#### WHAT TO PRODUCE:
Pick out each line in the listing below that contains the string "woman", and copy those lines out in full.

#### EXTRACTED MATERIAL:
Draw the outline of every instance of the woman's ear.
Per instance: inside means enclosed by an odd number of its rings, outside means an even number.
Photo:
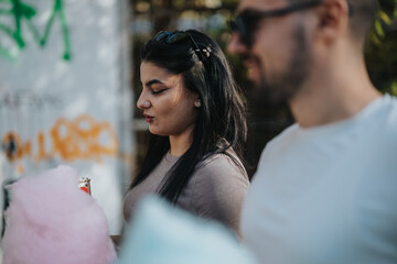
[[[201,108],[201,99],[200,99],[200,97],[194,101],[194,106],[196,108]]]

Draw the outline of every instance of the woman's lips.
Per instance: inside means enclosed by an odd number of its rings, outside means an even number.
[[[143,116],[144,116],[144,120],[146,120],[148,123],[153,122],[154,117],[148,116],[148,114],[143,114]]]

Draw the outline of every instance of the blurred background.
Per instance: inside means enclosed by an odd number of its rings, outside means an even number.
[[[161,30],[196,29],[226,52],[237,0],[0,0],[0,179],[68,164],[122,228],[122,197],[146,153],[136,100],[139,53]],[[397,0],[378,0],[365,59],[382,92],[397,95]],[[240,59],[229,56],[248,108],[249,176],[266,143],[293,122],[286,106],[256,105]],[[4,199],[7,194],[1,193]],[[2,202],[4,204],[4,202]],[[2,211],[2,210],[1,210]]]

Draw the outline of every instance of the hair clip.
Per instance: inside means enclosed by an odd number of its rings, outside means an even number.
[[[201,50],[201,51],[200,51],[200,50],[196,50],[196,52],[204,53],[206,57],[210,57],[211,52],[212,52],[212,48],[211,48],[211,46],[207,46],[207,47],[205,47],[205,48],[203,48],[203,50]]]

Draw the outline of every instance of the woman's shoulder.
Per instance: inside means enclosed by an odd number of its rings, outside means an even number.
[[[193,174],[194,177],[205,178],[206,180],[213,179],[218,182],[225,178],[228,180],[239,178],[248,182],[247,172],[242,161],[233,151],[208,156],[197,165]]]

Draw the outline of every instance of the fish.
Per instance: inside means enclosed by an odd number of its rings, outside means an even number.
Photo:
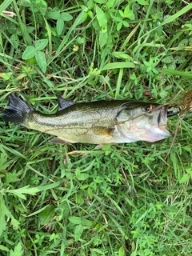
[[[15,93],[8,99],[4,121],[54,135],[52,143],[153,142],[171,136],[166,129],[169,104],[127,100],[74,102],[58,97],[57,113],[45,114]]]

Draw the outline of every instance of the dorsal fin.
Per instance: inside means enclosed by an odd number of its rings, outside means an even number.
[[[61,111],[61,110],[66,109],[66,107],[75,104],[75,102],[71,102],[71,101],[68,101],[67,99],[62,98],[62,97],[58,97],[58,111]]]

#### EXERCISE RESULT:
Draw the outline of every instance of the woman's ear.
Draw the outline of every instance of the woman's lips.
Draw the outline of every instance of the woman's shoulder.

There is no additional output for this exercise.